» Task prompt
Reproduce exactly, and only, the lines below from the one containing "Segment jet engine from the image above." through the one containing "Segment grass from the image above.".

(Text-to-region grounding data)
************
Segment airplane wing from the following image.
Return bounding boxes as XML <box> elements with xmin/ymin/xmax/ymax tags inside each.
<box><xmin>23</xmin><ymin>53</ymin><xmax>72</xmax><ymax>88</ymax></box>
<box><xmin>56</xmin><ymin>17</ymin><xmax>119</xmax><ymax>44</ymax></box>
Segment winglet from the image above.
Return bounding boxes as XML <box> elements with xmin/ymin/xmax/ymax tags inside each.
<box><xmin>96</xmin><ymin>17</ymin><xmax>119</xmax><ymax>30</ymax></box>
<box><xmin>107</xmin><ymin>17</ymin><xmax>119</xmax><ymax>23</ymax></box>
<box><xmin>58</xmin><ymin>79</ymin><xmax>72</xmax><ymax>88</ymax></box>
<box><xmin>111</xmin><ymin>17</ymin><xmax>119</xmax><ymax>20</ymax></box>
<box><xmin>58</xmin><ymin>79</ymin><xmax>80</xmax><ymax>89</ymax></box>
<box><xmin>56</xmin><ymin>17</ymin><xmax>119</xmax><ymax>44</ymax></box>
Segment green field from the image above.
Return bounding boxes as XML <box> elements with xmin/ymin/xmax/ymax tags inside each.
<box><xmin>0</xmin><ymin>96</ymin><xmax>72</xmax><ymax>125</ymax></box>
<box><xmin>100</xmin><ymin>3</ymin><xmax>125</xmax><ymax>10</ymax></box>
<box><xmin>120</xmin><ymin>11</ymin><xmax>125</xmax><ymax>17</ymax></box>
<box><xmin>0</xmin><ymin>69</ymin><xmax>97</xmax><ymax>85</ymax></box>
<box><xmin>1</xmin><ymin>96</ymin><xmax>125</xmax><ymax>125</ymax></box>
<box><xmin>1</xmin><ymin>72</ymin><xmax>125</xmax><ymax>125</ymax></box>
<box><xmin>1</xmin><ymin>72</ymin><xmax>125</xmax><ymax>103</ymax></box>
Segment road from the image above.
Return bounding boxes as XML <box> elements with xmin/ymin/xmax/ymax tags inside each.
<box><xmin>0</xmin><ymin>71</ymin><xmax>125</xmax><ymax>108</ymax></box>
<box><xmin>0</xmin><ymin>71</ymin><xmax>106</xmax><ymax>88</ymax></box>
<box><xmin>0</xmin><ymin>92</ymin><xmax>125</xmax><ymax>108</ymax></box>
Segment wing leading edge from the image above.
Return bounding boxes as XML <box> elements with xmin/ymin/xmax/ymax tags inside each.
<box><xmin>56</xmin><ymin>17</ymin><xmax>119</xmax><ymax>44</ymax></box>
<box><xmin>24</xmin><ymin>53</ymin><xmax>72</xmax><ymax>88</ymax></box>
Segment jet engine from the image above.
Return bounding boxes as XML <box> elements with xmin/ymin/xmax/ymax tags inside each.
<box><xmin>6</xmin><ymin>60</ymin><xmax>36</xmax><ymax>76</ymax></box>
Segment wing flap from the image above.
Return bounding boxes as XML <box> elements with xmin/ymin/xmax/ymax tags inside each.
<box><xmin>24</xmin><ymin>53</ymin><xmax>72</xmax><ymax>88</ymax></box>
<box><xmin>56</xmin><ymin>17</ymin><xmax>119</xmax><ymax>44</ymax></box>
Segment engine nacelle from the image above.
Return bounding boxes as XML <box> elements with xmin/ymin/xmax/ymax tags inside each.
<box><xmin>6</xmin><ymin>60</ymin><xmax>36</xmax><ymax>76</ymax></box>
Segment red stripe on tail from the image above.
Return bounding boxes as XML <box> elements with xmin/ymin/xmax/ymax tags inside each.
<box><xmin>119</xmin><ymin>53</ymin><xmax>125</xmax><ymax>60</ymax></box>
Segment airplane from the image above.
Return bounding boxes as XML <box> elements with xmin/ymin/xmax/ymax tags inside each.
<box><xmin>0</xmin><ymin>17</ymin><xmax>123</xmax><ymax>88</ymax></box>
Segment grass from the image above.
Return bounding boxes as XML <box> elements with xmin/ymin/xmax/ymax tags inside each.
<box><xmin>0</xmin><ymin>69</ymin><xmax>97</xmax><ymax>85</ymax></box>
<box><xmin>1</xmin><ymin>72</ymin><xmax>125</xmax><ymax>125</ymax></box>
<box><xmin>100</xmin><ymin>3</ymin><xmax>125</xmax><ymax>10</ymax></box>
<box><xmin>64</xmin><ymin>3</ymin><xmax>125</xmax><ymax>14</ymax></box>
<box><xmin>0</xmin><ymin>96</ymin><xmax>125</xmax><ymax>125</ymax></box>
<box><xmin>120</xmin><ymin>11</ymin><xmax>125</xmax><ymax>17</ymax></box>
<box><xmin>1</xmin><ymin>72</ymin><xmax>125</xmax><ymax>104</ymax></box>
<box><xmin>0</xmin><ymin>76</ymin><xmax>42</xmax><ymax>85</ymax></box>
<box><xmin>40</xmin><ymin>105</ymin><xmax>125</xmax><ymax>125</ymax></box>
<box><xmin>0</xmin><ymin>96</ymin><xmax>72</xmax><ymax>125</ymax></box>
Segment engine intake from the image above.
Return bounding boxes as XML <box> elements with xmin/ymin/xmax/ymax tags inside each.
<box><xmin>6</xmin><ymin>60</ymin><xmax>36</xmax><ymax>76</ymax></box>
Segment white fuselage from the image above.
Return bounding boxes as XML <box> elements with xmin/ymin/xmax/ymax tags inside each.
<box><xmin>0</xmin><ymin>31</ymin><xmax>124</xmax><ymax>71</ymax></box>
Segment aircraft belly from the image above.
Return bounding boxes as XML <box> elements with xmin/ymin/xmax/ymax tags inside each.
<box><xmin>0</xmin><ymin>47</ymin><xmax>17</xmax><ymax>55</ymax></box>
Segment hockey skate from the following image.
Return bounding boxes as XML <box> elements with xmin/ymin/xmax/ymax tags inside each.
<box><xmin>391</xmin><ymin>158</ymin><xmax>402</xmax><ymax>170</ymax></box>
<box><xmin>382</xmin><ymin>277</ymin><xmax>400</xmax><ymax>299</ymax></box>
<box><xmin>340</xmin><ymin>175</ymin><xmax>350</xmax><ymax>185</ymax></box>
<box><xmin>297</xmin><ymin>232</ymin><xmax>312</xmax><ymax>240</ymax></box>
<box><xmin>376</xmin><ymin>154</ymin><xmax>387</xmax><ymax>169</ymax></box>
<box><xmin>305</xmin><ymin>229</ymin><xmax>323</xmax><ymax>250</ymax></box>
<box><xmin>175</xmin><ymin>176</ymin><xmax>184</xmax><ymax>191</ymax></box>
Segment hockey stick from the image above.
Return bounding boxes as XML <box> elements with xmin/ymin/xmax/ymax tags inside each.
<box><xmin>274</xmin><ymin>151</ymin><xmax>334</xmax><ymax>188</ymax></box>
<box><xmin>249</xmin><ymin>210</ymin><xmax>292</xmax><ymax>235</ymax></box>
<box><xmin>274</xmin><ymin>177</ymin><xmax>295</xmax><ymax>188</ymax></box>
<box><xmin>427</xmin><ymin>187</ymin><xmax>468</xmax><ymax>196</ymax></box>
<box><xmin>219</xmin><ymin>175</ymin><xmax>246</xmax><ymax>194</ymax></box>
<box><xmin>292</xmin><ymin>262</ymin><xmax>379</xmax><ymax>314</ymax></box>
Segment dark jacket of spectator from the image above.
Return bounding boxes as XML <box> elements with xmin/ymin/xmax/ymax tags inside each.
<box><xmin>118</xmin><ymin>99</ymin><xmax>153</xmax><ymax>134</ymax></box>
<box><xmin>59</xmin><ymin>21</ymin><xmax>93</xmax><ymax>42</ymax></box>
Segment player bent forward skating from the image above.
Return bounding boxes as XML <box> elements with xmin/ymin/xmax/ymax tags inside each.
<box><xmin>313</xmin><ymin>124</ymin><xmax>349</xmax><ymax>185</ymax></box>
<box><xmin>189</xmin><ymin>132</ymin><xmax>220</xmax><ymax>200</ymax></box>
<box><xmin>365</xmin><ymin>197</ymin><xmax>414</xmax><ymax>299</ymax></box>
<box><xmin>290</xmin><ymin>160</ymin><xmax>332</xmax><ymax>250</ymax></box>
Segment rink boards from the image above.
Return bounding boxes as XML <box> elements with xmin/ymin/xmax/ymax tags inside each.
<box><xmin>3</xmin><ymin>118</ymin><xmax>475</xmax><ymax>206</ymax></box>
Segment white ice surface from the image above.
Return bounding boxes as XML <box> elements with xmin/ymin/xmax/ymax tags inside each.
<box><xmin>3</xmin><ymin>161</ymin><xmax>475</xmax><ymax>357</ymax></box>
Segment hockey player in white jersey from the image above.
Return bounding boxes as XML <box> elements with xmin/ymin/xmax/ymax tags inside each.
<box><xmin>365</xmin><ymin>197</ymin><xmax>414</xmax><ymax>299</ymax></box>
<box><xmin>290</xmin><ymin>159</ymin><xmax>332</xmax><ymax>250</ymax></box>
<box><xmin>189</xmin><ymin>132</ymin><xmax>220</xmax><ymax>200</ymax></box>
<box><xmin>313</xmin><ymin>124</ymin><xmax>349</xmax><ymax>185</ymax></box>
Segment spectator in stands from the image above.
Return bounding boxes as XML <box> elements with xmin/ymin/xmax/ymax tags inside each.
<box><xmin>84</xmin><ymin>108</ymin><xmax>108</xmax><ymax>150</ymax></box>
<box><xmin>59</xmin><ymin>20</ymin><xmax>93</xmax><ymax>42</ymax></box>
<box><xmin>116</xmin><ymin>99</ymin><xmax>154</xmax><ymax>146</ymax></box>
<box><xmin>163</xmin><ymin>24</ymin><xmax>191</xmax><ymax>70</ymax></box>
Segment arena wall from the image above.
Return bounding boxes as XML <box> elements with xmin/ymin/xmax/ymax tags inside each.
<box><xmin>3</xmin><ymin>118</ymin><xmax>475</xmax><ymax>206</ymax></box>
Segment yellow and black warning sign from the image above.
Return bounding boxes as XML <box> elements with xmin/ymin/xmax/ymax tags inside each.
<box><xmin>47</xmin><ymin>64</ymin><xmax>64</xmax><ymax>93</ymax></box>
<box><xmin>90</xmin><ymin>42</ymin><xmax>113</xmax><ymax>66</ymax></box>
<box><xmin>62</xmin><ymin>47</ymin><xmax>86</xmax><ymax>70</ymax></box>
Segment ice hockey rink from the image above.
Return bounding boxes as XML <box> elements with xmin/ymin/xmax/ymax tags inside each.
************
» Answer box
Segment jet engine from the image above.
Return bounding boxes as XML <box> elements with xmin/ymin/xmax/ymax tags inside each.
<box><xmin>6</xmin><ymin>60</ymin><xmax>36</xmax><ymax>76</ymax></box>
Segment wing flap from the image above.
Return bounding boxes as XML <box> elements with xmin/ymin/xmax/ymax tags inside each.
<box><xmin>24</xmin><ymin>53</ymin><xmax>72</xmax><ymax>88</ymax></box>
<box><xmin>56</xmin><ymin>17</ymin><xmax>119</xmax><ymax>44</ymax></box>
Segment engine nacelle from the image above.
Return bounding boxes as XML <box> elements with xmin/ymin/xmax/ymax tags inside each.
<box><xmin>6</xmin><ymin>60</ymin><xmax>36</xmax><ymax>76</ymax></box>
Segment red stripe on tail from the image above.
Return bounding boxes as XML <box> elements with xmin/ymin/xmax/ymax tags inside each.
<box><xmin>119</xmin><ymin>53</ymin><xmax>125</xmax><ymax>60</ymax></box>
Segment airplane from the image above.
Return bounding boxes as XML <box> elements with xmin/ymin/xmax/ymax tags inside each.
<box><xmin>0</xmin><ymin>17</ymin><xmax>123</xmax><ymax>88</ymax></box>
Segment grass from the image above.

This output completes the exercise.